## [Task goal]
Format the entries below as a single numbered list, with one number per line and the blank lines omitted.

## [Given data]
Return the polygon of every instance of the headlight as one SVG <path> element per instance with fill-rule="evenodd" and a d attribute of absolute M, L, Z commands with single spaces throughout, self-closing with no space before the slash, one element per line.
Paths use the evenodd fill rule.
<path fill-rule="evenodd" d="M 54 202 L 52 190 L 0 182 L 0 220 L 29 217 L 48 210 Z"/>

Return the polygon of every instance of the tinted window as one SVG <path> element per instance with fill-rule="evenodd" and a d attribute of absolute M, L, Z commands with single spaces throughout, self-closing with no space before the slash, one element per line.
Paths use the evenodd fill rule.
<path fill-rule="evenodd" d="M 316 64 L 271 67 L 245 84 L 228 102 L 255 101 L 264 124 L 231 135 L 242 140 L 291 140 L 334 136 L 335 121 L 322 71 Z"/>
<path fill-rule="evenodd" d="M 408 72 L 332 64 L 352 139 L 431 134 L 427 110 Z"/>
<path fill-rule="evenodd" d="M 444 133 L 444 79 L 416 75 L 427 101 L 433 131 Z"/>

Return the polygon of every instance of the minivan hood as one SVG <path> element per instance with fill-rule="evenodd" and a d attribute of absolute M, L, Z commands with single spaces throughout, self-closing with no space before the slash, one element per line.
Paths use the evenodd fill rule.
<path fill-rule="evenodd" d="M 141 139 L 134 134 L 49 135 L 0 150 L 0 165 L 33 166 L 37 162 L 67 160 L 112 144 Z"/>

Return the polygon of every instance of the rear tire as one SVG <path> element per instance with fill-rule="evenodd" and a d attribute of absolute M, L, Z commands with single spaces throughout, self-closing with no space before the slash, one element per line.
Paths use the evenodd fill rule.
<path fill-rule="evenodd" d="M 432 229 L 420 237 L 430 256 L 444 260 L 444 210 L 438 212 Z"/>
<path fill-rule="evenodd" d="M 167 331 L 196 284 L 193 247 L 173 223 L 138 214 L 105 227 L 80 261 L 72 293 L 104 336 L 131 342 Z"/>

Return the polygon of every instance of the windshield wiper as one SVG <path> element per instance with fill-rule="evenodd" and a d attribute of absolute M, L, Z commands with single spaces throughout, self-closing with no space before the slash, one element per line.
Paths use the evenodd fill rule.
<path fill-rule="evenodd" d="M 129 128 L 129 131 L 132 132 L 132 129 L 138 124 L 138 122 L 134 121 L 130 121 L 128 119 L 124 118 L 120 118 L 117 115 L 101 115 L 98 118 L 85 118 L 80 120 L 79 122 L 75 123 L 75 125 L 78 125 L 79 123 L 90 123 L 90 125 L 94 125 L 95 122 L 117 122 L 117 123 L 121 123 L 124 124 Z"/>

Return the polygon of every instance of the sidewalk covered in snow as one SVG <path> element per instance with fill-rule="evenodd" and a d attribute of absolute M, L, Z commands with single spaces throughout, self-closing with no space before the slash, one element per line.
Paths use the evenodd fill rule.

## [Full output]
1. Return the polygon of every instance of the headlight as one SVG <path> element per instance with fill-rule="evenodd" and a d attribute of absolute M, L, Z commands with single spaces throughout, self-closing with no space before the slash, one element per line.
2. Paths use the evenodd fill rule.
3. <path fill-rule="evenodd" d="M 54 202 L 52 190 L 0 182 L 0 220 L 29 217 L 48 210 Z"/>
4. Return the polygon of every instance of the tinted window as one SVG <path> element per instance with fill-rule="evenodd" and a d attribute of absolute M, L, Z commands with single spaces throughout, self-closing with no space before the slash, one element per line.
5. Paths use the evenodd fill rule.
6. <path fill-rule="evenodd" d="M 316 64 L 271 67 L 245 84 L 228 102 L 255 101 L 264 124 L 231 135 L 242 140 L 291 140 L 334 136 L 335 121 L 322 71 Z"/>
7. <path fill-rule="evenodd" d="M 408 72 L 332 64 L 352 139 L 431 134 L 427 110 Z"/>
8. <path fill-rule="evenodd" d="M 444 133 L 444 79 L 416 75 L 427 101 L 433 131 Z"/>
9. Return the polygon of every instance of the minivan hood as one SVG <path> element per instance with fill-rule="evenodd" and a d attribute of absolute M, L, Z commands with single spaces throughout, self-closing with no space before the slash, one element per line.
10. Paths use the evenodd fill rule.
11. <path fill-rule="evenodd" d="M 141 139 L 134 134 L 49 135 L 0 150 L 0 165 L 33 166 L 37 162 L 67 160 L 112 144 Z"/>
12. Return the polygon of every instance of the rear tire as one SVG <path> element per instance with fill-rule="evenodd" and a d attribute of absolute M, L, Z commands with single spaces throughout, self-closing with no space before the slash, one element per line.
13. Paths use the evenodd fill rule.
14. <path fill-rule="evenodd" d="M 432 229 L 420 237 L 430 256 L 444 260 L 444 210 L 438 212 Z"/>
15. <path fill-rule="evenodd" d="M 167 331 L 196 284 L 193 247 L 173 223 L 138 214 L 105 227 L 80 261 L 72 293 L 104 336 L 131 342 Z"/>
16. Return the polygon of every instance of the windshield wiper as one SVG <path> element per instance with fill-rule="evenodd" and a d attribute of absolute M, L, Z commands with single spaces throughout, self-closing with no space before the slash, one element per line.
17. Paths use the evenodd fill rule.
18. <path fill-rule="evenodd" d="M 129 128 L 129 131 L 132 132 L 132 129 L 138 124 L 138 122 L 134 121 L 130 121 L 128 119 L 124 118 L 120 118 L 117 115 L 101 115 L 98 118 L 85 118 L 80 120 L 79 122 L 75 123 L 75 125 L 78 125 L 79 123 L 90 123 L 90 125 L 94 125 L 95 122 L 117 122 L 117 123 L 121 123 L 124 124 Z"/>
19. Return the polygon of every instance of the sidewalk covered in snow as one SVG <path> element per instance with fill-rule="evenodd" and a d attribute of absolute M, L, Z commands with single spaces throughout, self-closing with no space before the slash, one element per line.
20. Paths use the evenodd fill rule.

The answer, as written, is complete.